**Point labeling examples**.
= = =
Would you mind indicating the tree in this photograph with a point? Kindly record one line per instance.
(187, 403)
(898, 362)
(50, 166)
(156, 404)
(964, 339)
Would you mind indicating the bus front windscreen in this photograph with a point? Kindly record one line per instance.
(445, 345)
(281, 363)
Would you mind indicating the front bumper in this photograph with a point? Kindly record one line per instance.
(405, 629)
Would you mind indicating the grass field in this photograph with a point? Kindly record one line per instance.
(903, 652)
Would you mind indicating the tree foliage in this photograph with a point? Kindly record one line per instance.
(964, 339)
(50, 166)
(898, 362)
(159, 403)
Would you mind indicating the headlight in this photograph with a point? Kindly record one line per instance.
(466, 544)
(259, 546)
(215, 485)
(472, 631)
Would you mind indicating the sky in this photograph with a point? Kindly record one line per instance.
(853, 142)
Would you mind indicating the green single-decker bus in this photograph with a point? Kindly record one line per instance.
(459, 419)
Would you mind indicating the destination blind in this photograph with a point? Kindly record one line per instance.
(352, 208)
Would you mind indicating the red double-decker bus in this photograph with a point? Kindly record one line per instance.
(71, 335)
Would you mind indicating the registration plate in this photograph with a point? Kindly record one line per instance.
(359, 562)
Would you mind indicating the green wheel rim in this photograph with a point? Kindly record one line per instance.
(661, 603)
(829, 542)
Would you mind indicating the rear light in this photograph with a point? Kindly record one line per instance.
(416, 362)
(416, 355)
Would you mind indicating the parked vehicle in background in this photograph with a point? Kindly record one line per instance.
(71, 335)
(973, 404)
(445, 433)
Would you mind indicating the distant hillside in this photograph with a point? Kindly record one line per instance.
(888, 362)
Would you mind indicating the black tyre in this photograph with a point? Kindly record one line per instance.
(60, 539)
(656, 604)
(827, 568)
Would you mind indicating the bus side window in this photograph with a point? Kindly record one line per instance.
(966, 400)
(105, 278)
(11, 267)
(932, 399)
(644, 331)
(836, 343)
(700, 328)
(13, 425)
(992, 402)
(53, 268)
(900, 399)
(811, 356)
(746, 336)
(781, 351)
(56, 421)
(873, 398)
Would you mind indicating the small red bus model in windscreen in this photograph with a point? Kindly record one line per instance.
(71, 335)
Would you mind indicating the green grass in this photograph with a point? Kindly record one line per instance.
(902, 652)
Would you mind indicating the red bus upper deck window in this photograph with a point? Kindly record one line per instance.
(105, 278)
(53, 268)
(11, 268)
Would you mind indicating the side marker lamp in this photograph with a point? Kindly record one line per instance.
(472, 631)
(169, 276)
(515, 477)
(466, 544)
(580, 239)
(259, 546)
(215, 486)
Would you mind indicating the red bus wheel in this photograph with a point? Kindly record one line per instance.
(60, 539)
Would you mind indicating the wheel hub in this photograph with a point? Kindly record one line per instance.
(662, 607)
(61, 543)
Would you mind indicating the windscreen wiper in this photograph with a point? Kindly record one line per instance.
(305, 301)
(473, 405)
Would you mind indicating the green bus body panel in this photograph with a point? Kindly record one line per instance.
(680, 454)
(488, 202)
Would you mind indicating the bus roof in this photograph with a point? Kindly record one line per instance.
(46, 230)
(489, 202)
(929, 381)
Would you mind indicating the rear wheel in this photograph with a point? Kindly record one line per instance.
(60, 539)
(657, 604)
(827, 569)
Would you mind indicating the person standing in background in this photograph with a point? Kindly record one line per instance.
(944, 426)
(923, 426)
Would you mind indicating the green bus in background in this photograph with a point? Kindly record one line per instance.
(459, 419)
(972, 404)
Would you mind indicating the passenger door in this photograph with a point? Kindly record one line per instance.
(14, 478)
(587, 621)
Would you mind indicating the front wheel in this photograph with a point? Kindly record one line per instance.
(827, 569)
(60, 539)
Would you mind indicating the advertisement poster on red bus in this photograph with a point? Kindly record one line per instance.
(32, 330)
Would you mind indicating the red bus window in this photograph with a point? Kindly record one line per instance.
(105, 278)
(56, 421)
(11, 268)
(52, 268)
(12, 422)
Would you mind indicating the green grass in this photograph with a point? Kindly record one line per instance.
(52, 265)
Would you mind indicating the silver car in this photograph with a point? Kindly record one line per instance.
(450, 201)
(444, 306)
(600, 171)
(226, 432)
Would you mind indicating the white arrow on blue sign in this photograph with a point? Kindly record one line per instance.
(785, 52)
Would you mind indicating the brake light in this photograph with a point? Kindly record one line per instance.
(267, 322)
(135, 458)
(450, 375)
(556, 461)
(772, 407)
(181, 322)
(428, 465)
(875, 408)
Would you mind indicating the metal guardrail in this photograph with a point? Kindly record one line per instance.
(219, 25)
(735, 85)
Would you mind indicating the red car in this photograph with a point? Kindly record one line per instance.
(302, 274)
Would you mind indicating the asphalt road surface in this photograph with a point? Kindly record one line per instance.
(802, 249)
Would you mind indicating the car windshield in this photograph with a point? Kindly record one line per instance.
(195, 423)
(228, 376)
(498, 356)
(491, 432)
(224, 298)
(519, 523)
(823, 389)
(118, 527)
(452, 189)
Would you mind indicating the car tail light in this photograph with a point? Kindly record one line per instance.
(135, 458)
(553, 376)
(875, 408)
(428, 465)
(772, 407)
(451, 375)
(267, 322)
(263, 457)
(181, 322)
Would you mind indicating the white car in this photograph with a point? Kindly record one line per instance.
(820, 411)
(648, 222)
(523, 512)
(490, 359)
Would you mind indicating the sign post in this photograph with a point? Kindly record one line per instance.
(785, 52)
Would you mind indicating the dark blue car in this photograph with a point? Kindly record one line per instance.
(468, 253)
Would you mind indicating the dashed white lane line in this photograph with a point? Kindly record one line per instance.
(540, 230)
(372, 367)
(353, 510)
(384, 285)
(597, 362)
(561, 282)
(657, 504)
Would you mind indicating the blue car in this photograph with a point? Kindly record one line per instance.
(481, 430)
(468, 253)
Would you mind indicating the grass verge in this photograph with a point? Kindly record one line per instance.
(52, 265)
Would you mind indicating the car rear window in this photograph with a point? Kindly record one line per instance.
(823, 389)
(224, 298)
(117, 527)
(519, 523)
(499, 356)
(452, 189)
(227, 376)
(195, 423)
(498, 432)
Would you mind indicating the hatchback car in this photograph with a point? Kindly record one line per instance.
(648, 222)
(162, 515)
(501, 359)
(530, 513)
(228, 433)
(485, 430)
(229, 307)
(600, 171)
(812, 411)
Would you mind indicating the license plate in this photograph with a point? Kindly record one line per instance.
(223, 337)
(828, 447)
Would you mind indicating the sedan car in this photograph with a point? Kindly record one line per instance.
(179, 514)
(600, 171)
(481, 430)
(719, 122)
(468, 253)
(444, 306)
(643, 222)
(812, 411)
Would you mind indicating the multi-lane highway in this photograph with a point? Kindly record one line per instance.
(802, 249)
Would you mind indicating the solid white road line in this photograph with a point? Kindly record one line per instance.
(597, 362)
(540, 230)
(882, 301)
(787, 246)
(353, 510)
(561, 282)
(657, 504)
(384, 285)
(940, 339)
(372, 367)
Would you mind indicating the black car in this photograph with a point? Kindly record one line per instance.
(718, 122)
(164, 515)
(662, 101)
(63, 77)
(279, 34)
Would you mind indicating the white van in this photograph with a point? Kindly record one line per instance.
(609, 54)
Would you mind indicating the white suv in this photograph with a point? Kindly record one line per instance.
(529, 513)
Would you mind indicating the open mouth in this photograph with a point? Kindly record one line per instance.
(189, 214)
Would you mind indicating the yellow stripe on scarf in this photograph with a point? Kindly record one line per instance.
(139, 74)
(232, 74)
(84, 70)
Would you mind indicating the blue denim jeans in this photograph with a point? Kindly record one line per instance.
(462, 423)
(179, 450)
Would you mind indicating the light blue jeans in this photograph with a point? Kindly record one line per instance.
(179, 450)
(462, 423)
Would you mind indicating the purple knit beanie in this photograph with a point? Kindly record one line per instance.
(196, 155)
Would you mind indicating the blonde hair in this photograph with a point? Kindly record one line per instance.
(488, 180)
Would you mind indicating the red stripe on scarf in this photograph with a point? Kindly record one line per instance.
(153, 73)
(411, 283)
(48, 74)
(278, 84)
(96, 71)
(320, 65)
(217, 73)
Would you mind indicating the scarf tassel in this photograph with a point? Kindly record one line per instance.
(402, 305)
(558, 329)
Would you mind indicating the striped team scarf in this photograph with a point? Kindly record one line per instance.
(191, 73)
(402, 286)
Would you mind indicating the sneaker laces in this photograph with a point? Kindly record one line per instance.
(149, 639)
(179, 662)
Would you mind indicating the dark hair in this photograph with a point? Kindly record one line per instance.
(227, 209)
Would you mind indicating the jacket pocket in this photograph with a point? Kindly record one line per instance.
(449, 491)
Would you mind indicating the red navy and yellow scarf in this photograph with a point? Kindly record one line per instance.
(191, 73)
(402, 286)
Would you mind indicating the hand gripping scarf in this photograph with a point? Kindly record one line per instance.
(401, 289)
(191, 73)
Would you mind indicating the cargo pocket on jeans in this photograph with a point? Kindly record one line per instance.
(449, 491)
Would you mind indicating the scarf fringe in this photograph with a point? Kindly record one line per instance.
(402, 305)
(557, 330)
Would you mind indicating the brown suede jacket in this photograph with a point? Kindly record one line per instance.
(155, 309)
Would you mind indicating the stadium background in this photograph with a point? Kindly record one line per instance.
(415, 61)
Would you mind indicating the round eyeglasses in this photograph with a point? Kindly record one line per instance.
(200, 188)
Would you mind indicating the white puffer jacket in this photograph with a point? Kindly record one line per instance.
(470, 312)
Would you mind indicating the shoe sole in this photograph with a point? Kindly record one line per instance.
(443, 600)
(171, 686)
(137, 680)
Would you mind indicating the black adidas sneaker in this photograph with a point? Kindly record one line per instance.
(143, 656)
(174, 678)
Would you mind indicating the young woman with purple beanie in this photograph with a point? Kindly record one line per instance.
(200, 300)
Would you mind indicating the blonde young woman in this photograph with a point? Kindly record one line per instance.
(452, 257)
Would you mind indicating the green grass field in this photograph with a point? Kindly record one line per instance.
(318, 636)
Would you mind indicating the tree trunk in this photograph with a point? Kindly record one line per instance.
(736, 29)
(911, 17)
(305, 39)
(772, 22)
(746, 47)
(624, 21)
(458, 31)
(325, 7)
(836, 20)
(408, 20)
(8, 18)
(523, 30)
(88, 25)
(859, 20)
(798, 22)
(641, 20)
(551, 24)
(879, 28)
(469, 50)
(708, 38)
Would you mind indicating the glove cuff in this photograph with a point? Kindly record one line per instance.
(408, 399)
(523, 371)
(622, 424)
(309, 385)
= = =
**Exercise description**. Everything from the line containing "Would you mind indicating the brown" to the end of the records must be written out exactly; include both of those lines and no others.

**Solution to the problem**.
Would you mind indicating the brown suede jacket in this photograph with a point? Kindly record one line per instance.
(155, 309)
Would you mind indicating the stadium background in this photograph with a point? Kindly record one line per instance.
(415, 61)
Would you mind indicating the round eyeglasses in this photograph with a point? Kindly record one line per instance.
(200, 188)
Would you mind indicating the white puffer jacket in this photograph with a point? Kindly record one line per instance.
(470, 312)
Would you mind indicating the shoe sole in this photograph with a point? Kindly record one line per instance.
(443, 600)
(171, 686)
(137, 680)
Would you mind indicating the black adidas sneaker in this photograph with a point? Kindly record one line per instance.
(143, 656)
(174, 678)
Would you mind indicating the young woman with purple beanie in this photograph with a point? Kindly record one line per instance.
(200, 300)
Would you mind indicating the blonde young woman in this photograph with a point? Kindly record one line per instance.
(452, 257)
Would you mind indicating the green grass field in this photograph with a point? Kindly record one line per instance.
(318, 636)
Would you mind indicating the tree trunk in this photograph with a point? Kindly record one line per instance.
(736, 29)
(911, 17)
(305, 39)
(772, 22)
(746, 47)
(624, 21)
(458, 31)
(325, 7)
(836, 20)
(408, 20)
(8, 18)
(523, 30)
(88, 25)
(859, 20)
(798, 22)
(641, 20)
(551, 24)
(879, 28)
(469, 50)
(708, 38)
Would you mind indicating the glove cuff in this photograph with a point? Kindly record one line per instance.
(408, 399)
(523, 371)
(622, 424)
(309, 385)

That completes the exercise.